Please return all of the data below word for word, keeping every line unchanged.

(Data listing)

* * * * * * *

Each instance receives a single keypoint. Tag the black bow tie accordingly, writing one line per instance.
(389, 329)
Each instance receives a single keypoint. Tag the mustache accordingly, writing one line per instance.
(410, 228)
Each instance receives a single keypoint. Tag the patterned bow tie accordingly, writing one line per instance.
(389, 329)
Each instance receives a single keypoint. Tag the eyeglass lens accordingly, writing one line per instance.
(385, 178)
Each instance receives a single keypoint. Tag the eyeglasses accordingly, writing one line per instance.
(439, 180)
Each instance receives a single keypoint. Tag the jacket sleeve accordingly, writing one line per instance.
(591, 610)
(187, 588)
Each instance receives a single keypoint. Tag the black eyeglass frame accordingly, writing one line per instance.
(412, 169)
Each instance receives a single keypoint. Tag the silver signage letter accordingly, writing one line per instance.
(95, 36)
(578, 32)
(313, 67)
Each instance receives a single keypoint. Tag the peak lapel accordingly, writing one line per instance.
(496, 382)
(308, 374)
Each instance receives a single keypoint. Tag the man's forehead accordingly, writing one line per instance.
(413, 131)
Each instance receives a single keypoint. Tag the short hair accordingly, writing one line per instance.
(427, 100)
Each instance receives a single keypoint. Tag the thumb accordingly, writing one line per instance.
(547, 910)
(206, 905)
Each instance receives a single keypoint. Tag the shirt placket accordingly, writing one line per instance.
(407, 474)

* * * * * * *

§ **SOLVED EXERCISE**
Each instance receives a single keypoint. Tag the black bow tie accordingly, writing one line per instance.
(389, 329)
Each instance receives a single keypoint. Tag the mustache accordingly, writing one line per instance.
(410, 228)
Each instance receives a single keypoint. Tag the patterned bow tie accordingly, writing one line per instance.
(389, 329)
Each instance receives a single keypoint. Tag the eyeglass lens accordingly, writing one line per instance.
(385, 178)
Each instance receives a single keypoint. Tag the eyeglasses accordingly, writing one line per instance.
(439, 180)
Each instance receives a single keypoint. Tag the jacket sleeve accordingly, writing one line per instance.
(591, 610)
(187, 588)
Each instance receives a single keypoint. Tag the black eyeglass frame accordingly, writing one line per instance.
(412, 169)
Each instance receives a single keypoint. Tag the silver signage letter accordingly, writing one line per instance.
(95, 36)
(578, 32)
(313, 67)
Each instance receives a single keypoint. Tag the peak lapel accordingly, writing one line per instance.
(496, 382)
(308, 374)
Each instance receives a single keypoint. Tag the man's forehead accordingly, writing one line per instance.
(413, 131)
Each instance receives a single keypoint. Tag the short hair accordingly, writing one line per instance.
(427, 100)
Each instance receives a single keypoint. Tag the thumb accordingly, writing one line per instance.
(547, 910)
(206, 905)
Each instance receives a single keypoint. Tag the shirt placket accordingly, writing one line per instance.
(407, 474)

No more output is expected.